Action item:
Continue the article on tech trends in financial services from the point at which it ends, developing its discussion of the trends IT teams are adopting.
Excerpt to read below:
Four Tech Trends to Dominate the Financial Services Industry in 2021

  • Tom Ainsworth, Head of Customer Engagement at Jitterbit

  • 15.02.2021 06:15 pm
  • 2021

Just one month into 2021 and there is no doubt it is going to be another year of continued disruption. Financial companies have been going hell for leather for the past year to meet new changes in customer needs and behaviours, and this pace of innovation is set to continue.

For some, these innovations will have been in the digital transformation roadmap for a long time, and the pandemic was simply the catalyst to kick them into motion. Others however, will have been quick fixes, often delivered by IT teams under enormous pressure and in record time. 

As we embark on another bumpy road ahead, financial institutions need to take stock and solidify new ways of working, while ensuring they are responsive and resilient to the ever-changing business environment. 

Tom Ainsworth, Head of Customer Engagement at Jitterbit identifies four trends already emerging in how IT teams are planning to meet the challenges that undoubtedly still lie ahead. 

  • Embrace low to no-code 

Moving to a low or no code methodology helps an organisation address the everyday tactical challenges that arise in a fast-moving business environment. Let’s look at the example of a team that has yet to invest in low or no code solutions. They might be using an older, incumbent piece of legacy software, where only one or two developers internally know the tool. When a tactical requirement arises – say, a change to an existing process or workflow – it goes into a backlog until one of the developers who is familiar with the legacy software has availability to custom code a solution. Immediately, there’s a bottleneck in the business.
End of Excerpt to read.
Supplied entries below:
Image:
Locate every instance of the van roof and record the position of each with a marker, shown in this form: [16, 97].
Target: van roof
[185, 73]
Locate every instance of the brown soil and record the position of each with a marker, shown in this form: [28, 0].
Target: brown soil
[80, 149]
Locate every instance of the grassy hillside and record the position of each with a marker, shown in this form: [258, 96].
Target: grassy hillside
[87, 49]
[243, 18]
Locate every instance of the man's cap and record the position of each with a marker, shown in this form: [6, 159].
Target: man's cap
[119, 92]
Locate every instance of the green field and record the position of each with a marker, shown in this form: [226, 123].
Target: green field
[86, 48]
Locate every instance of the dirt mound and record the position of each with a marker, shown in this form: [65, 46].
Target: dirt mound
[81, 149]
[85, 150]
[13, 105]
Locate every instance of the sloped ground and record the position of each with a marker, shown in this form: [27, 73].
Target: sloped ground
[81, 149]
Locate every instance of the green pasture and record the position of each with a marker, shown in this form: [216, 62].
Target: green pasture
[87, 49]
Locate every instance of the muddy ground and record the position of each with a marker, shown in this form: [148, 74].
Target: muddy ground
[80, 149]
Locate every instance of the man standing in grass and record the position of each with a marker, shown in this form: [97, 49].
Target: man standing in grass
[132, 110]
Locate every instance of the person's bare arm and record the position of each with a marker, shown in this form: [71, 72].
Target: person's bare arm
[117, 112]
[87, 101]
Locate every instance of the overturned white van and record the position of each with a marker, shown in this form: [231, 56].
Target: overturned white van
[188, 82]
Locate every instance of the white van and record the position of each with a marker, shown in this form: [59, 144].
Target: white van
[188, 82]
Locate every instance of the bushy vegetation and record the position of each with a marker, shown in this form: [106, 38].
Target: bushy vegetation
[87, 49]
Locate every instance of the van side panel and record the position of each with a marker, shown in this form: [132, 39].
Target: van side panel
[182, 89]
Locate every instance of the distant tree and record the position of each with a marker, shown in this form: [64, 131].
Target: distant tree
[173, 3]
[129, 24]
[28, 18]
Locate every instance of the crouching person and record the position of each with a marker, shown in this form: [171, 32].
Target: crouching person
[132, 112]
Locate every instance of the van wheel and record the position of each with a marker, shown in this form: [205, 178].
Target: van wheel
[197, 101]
End of Supplied entries.
Result:
Contrast this with a low to no code environment, where these sorts of integrations are ‘plug and play’, often using pre-built templates. Updates and integrations can be managed by business analysts as well as any developer so tactical requirements end up being shipped much faster. And we see how that trickles down through the entire organisation. In the financial services, this is mission critical because there’s a high dependency on delivering on the promised customer experience and maintaining customer confidence. People often ask me when’s the right time for them to invest in low code. My answer is assume you need low code solutions, don’t wait for red flags in the business. 

  • Shed your technical debt

Oftentimes, IT teams will respond to a red flag in the business with a quick fix – something which typically incurs an amount of technical debt. A bit of custom code or a work-around process which an individual on the team hacks together, usually under pressure of time. And, in a team without a low code culture, this can seem a reasonable way forward. But in six months’ time, when that employee leaves, the knowledge about that fix leaves too. Suddenly there’s a black box in the business which now needs ever more quick fixes to work around, accruing yet more technical debt.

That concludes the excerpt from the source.